## WORK TO BE COMPLETED
Pick out each line of the records that contains the word "fallen" and write those lines out in full.

## DATA SHOWN
==========

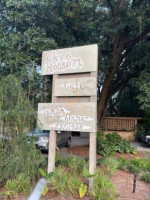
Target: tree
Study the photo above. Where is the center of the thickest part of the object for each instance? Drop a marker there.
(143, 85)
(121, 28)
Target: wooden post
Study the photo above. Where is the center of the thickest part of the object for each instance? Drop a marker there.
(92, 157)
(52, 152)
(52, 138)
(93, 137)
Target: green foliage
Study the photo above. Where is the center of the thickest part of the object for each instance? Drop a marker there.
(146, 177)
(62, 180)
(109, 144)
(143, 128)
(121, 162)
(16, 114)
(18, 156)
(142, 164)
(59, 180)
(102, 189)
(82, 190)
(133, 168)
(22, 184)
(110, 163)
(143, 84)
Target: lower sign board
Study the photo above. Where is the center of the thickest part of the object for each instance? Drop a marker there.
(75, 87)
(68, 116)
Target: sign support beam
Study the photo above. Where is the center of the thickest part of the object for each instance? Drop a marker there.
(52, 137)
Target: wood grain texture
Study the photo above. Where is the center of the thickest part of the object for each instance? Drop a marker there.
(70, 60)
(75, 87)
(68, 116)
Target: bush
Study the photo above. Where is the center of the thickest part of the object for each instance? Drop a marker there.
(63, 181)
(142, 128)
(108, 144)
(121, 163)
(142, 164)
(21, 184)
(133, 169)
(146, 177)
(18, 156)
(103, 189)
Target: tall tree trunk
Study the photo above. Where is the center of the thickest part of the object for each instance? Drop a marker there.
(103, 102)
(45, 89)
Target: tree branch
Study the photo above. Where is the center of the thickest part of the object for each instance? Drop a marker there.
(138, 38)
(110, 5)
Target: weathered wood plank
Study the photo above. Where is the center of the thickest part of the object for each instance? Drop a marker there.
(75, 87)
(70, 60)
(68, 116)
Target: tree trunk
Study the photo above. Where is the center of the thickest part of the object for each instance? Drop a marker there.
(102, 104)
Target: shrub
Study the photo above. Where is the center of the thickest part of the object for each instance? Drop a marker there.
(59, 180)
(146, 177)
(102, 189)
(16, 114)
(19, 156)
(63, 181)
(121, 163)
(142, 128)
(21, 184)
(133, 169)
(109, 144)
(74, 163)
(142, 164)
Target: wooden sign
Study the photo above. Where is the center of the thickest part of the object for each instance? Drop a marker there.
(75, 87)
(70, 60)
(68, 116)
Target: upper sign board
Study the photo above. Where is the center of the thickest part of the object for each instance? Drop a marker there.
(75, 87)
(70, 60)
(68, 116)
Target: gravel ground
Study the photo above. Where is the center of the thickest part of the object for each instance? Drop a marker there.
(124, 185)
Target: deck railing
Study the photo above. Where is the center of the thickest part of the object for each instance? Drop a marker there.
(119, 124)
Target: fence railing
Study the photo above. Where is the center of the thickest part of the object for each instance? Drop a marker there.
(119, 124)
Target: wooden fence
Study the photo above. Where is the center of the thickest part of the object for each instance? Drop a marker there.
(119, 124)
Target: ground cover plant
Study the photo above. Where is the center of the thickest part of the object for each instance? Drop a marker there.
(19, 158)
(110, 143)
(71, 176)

==========

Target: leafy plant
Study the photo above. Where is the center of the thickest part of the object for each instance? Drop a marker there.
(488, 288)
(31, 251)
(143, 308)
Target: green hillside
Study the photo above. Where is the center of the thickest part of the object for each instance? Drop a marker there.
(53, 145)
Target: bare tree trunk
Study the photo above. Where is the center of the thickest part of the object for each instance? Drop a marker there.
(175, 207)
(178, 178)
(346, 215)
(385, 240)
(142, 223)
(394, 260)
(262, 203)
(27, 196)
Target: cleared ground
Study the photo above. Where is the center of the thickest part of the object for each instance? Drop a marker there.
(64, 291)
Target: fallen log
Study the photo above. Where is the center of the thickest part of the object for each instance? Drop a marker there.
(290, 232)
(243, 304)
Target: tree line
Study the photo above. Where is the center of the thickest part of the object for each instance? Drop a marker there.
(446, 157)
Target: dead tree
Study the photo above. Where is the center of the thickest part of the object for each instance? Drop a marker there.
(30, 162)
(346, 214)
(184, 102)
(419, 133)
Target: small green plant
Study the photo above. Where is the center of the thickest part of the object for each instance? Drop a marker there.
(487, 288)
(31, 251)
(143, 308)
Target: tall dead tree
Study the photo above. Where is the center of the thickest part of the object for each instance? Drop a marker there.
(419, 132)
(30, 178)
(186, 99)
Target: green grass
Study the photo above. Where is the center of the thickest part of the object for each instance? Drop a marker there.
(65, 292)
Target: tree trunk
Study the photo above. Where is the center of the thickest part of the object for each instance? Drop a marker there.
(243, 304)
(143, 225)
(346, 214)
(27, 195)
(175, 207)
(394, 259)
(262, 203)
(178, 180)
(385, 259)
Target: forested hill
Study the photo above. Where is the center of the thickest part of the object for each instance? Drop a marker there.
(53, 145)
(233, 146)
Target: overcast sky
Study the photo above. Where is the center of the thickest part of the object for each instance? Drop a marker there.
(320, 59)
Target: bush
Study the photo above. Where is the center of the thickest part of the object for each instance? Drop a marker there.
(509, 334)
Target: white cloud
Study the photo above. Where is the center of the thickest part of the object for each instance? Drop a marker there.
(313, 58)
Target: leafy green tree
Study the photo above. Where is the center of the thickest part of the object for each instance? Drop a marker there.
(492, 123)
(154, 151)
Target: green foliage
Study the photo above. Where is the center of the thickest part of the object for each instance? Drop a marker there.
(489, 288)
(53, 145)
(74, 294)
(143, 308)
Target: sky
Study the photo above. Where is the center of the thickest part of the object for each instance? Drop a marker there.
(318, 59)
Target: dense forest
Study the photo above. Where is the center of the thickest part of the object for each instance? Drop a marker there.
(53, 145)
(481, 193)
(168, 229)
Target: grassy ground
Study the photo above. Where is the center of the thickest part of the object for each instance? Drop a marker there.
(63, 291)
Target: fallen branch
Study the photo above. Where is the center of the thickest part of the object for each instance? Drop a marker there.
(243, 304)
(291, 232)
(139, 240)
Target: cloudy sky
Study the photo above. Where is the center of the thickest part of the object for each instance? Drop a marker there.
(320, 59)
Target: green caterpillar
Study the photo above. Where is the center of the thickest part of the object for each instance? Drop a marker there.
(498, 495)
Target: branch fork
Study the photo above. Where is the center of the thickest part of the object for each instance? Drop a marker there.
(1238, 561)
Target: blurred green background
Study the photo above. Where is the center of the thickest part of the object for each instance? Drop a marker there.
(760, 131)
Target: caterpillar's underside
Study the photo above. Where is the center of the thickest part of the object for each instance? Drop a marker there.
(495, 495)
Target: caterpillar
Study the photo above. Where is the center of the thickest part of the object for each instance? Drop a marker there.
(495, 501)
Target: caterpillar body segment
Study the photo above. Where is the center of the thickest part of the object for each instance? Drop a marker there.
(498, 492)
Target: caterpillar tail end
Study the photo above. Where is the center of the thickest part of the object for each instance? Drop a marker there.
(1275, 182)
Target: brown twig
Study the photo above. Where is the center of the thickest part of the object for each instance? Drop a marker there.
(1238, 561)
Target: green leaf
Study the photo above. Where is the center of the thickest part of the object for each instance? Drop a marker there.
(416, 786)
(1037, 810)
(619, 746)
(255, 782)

==========

## TASK SOLUTION
Target: fallen log
Target: fallen branch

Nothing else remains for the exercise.